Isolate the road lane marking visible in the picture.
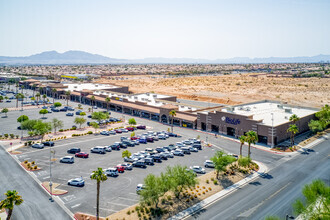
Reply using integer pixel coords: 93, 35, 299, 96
71, 203, 81, 209
107, 202, 129, 207
117, 197, 139, 202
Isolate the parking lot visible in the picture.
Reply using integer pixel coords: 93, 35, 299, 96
16, 128, 218, 216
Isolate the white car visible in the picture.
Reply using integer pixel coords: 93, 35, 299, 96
204, 160, 215, 168
105, 168, 119, 177
158, 134, 166, 140
68, 177, 85, 187
190, 166, 206, 174
60, 156, 74, 163
136, 184, 145, 194
32, 143, 44, 149
173, 149, 184, 156
90, 146, 106, 154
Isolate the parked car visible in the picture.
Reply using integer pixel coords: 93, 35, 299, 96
105, 168, 119, 177
115, 165, 125, 173
192, 144, 202, 150
168, 133, 178, 137
190, 166, 206, 174
162, 151, 174, 158
152, 154, 162, 162
189, 146, 198, 152
146, 136, 154, 142
183, 140, 193, 145
32, 143, 44, 149
115, 129, 122, 134
173, 149, 184, 156
126, 127, 135, 131
17, 126, 22, 130
66, 113, 74, 116
100, 131, 110, 136
105, 146, 112, 152
136, 125, 146, 129
52, 108, 60, 112
181, 147, 191, 154
155, 147, 165, 153
90, 146, 106, 154
114, 142, 127, 149
139, 138, 147, 144
42, 141, 54, 147
108, 130, 116, 135
42, 106, 48, 109
67, 148, 81, 154
158, 134, 166, 140
144, 158, 154, 165
122, 140, 135, 147
130, 136, 139, 140
66, 107, 75, 111
110, 143, 120, 151
132, 160, 147, 168
119, 163, 133, 170
124, 156, 136, 163
60, 108, 67, 112
60, 156, 74, 163
204, 160, 215, 168
136, 184, 145, 194
159, 153, 168, 160
120, 128, 129, 133
76, 110, 83, 115
68, 177, 84, 187
75, 152, 89, 158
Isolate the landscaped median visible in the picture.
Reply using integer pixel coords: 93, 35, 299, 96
75, 155, 263, 220
41, 182, 68, 196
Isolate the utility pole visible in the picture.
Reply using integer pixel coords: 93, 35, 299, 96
49, 135, 54, 202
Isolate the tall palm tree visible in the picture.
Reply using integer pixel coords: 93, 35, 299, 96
20, 85, 24, 96
90, 168, 107, 220
15, 93, 21, 108
65, 91, 71, 106
52, 88, 57, 103
169, 110, 176, 133
289, 114, 300, 125
239, 135, 246, 158
36, 93, 41, 106
287, 124, 299, 147
91, 96, 96, 113
32, 84, 36, 97
42, 94, 47, 106
39, 87, 43, 95
105, 97, 111, 112
20, 94, 25, 110
15, 83, 19, 94
245, 130, 258, 159
0, 190, 23, 220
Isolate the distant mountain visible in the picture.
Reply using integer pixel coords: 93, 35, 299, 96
0, 50, 127, 65
0, 51, 329, 65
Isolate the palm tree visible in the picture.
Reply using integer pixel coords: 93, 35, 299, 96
105, 97, 111, 112
20, 94, 25, 110
65, 91, 71, 106
20, 85, 24, 96
15, 83, 19, 94
287, 124, 299, 147
36, 93, 41, 106
15, 93, 21, 108
91, 96, 96, 113
289, 114, 300, 125
0, 190, 23, 220
239, 135, 246, 158
90, 168, 107, 220
245, 130, 258, 159
42, 94, 47, 106
169, 110, 176, 133
52, 88, 57, 103
32, 84, 36, 97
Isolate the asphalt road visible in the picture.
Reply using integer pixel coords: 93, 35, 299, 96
187, 136, 330, 220
0, 145, 71, 220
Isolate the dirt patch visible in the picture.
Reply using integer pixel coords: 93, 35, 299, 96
41, 182, 68, 196
9, 151, 22, 155
21, 161, 41, 171
96, 73, 330, 108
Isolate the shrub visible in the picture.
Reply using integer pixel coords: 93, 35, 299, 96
31, 161, 35, 165
211, 177, 214, 181
87, 131, 93, 134
64, 136, 66, 139
24, 142, 27, 146
186, 198, 190, 202
145, 207, 149, 214
197, 185, 200, 188
167, 195, 172, 200
140, 207, 144, 213
198, 193, 201, 196
59, 129, 63, 132
196, 189, 199, 192
206, 179, 209, 184
161, 198, 166, 204
206, 190, 208, 192
203, 191, 205, 194
24, 160, 28, 164
34, 165, 38, 169
194, 195, 197, 198
209, 187, 212, 190
213, 180, 218, 185
169, 201, 173, 206
202, 186, 206, 189
16, 135, 19, 139
126, 210, 131, 215
135, 206, 140, 211
238, 157, 251, 168
4, 134, 8, 138
138, 213, 141, 218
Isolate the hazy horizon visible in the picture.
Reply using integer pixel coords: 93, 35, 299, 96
1, 0, 329, 59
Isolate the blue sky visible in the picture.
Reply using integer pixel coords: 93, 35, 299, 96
0, 0, 329, 59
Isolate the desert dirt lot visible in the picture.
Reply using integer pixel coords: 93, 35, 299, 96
97, 73, 330, 108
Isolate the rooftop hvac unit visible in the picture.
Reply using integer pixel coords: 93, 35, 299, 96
153, 94, 157, 98
285, 108, 292, 113
277, 105, 283, 109
227, 107, 234, 112
238, 107, 243, 110
285, 116, 288, 119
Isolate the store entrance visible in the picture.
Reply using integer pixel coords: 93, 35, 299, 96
227, 127, 235, 136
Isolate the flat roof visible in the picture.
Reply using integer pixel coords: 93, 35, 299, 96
64, 83, 118, 91
222, 101, 317, 126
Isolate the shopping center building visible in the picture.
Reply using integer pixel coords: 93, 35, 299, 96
20, 80, 318, 147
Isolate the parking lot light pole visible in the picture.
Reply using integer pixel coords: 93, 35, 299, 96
49, 135, 54, 202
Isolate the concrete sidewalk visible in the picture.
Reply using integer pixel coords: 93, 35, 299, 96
168, 161, 268, 220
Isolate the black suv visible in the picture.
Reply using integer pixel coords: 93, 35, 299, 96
110, 144, 120, 151
67, 148, 81, 154
42, 141, 55, 146
155, 147, 165, 153
132, 160, 147, 168
192, 144, 202, 150
145, 158, 154, 165
122, 140, 135, 147
152, 154, 162, 163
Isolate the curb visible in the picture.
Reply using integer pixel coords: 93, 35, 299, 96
41, 183, 68, 196
168, 161, 268, 220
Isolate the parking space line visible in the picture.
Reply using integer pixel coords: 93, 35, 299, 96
95, 207, 119, 212
107, 202, 130, 207
71, 203, 81, 209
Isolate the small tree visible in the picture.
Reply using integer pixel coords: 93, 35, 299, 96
74, 117, 86, 129
90, 168, 107, 220
0, 190, 24, 220
21, 119, 38, 132
51, 88, 57, 103
42, 94, 47, 106
91, 96, 96, 113
128, 118, 137, 125
92, 112, 108, 124
78, 104, 82, 109
54, 102, 62, 108
33, 120, 52, 141
2, 108, 9, 117
65, 91, 71, 106
211, 150, 236, 179
17, 115, 29, 123
80, 112, 86, 117
140, 174, 165, 209
122, 150, 132, 158
130, 131, 135, 137
39, 109, 48, 119
52, 118, 63, 134
90, 122, 99, 133
308, 120, 324, 134
35, 93, 40, 106
105, 97, 111, 111
292, 179, 330, 219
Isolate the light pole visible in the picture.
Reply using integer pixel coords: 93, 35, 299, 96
271, 113, 274, 148
48, 135, 54, 202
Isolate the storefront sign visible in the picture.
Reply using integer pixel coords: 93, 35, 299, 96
222, 116, 240, 125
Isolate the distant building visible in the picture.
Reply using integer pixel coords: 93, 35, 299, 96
60, 74, 100, 80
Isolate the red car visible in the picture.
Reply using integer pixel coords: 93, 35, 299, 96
115, 129, 122, 133
130, 136, 139, 140
75, 152, 89, 158
115, 165, 125, 173
126, 127, 135, 131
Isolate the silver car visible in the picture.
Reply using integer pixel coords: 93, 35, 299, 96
190, 166, 206, 174
68, 177, 85, 187
204, 160, 215, 168
32, 143, 44, 149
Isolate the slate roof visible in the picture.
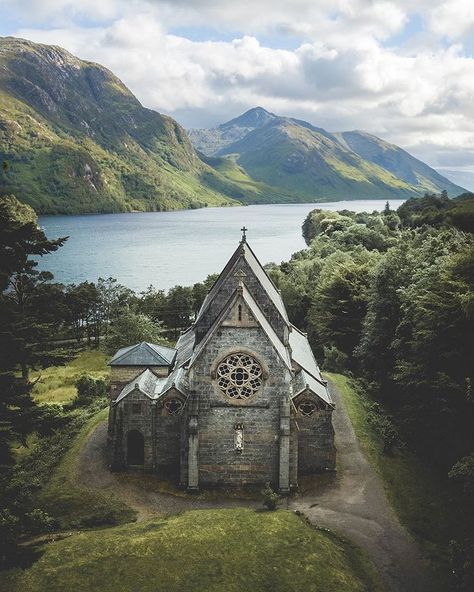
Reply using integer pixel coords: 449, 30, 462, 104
197, 241, 288, 323
293, 368, 333, 407
289, 326, 322, 380
113, 367, 187, 404
109, 341, 176, 367
114, 368, 162, 403
174, 329, 196, 368
160, 366, 187, 397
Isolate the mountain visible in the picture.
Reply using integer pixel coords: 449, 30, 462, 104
188, 107, 277, 155
189, 108, 465, 200
0, 37, 254, 214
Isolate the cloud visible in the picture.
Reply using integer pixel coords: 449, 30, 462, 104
5, 1, 474, 169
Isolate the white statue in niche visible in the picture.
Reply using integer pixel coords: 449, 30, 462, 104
234, 424, 244, 453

━━━

▶ YOUR INSTRUCTIONS: Pull every line containing "mountain" out of the data above.

▶ ANSWER TO THIS TASK:
Isolate the distant mountain visible in the picture.
Isolate the mountain visible in the picture.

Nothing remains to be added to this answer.